→ **YOUR GOAL**
Set the listing down unchanged, minus every embedded image.

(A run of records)
════

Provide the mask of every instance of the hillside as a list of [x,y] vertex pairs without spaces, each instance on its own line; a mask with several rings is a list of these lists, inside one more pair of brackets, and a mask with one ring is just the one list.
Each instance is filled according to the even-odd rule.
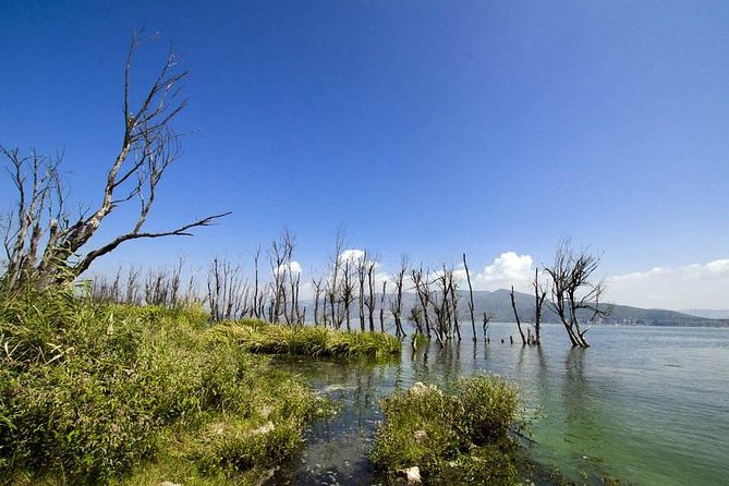
[[[534,295],[517,292],[514,297],[520,318],[523,321],[532,321],[534,318]],[[379,297],[377,301],[379,302]],[[459,315],[463,318],[469,316],[467,301],[469,292],[463,290],[460,291]],[[513,311],[511,309],[511,297],[509,296],[508,290],[474,291],[473,302],[475,308],[474,314],[478,323],[482,321],[484,313],[491,316],[491,321],[511,323],[514,320]],[[406,316],[409,309],[416,303],[417,296],[414,293],[403,294],[403,316]],[[306,306],[311,307],[311,302],[307,302]],[[618,304],[600,304],[600,307],[606,308],[609,312],[608,317],[604,319],[604,324],[696,327],[729,326],[729,319],[712,319],[676,311],[641,308]],[[353,320],[357,319],[357,312],[356,302],[354,302],[351,311]],[[590,313],[582,313],[580,317],[588,319]],[[545,304],[542,321],[559,323],[559,317]]]

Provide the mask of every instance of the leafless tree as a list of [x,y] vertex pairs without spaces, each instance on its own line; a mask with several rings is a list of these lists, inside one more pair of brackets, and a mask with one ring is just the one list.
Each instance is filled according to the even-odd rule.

════

→ **SOLVED PROBLEM**
Provide the mask of every instance of the hillside as a list of [x,y] vertex pairs without spaces, each instance on its own line; a mask with several rings is a list of these lists, inside one more pair of brackets, and a mask with one ring is just the one list.
Each instance is filled according to the even-odd rule.
[[[534,295],[517,292],[514,297],[520,318],[523,321],[532,321],[534,318]],[[379,297],[377,301],[379,302]],[[459,315],[463,318],[469,316],[467,301],[469,292],[463,290],[460,291]],[[513,311],[511,309],[511,297],[509,296],[508,290],[474,291],[473,302],[475,308],[474,314],[478,323],[482,321],[484,313],[491,316],[491,321],[511,323],[514,320]],[[406,316],[409,309],[416,303],[417,296],[414,293],[403,294],[403,316]],[[306,306],[311,307],[311,302],[307,302]],[[618,304],[600,304],[600,307],[606,308],[609,312],[608,317],[604,319],[604,324],[696,327],[729,326],[729,319],[712,319],[676,311],[641,308]],[[353,320],[357,319],[357,312],[356,302],[354,302],[351,311]],[[590,313],[582,313],[580,317],[588,319]],[[545,304],[542,321],[559,323],[559,317]]]

Provide the mask of every instance of the leafless tree as a list of [x,y] vertex pairs without spaces, each instance on its own line; a mask with several rings is a list of these lists, inside one more pair of brackets, and a mask with one ring is just the one list.
Each instance is filled according to the even-odd rule.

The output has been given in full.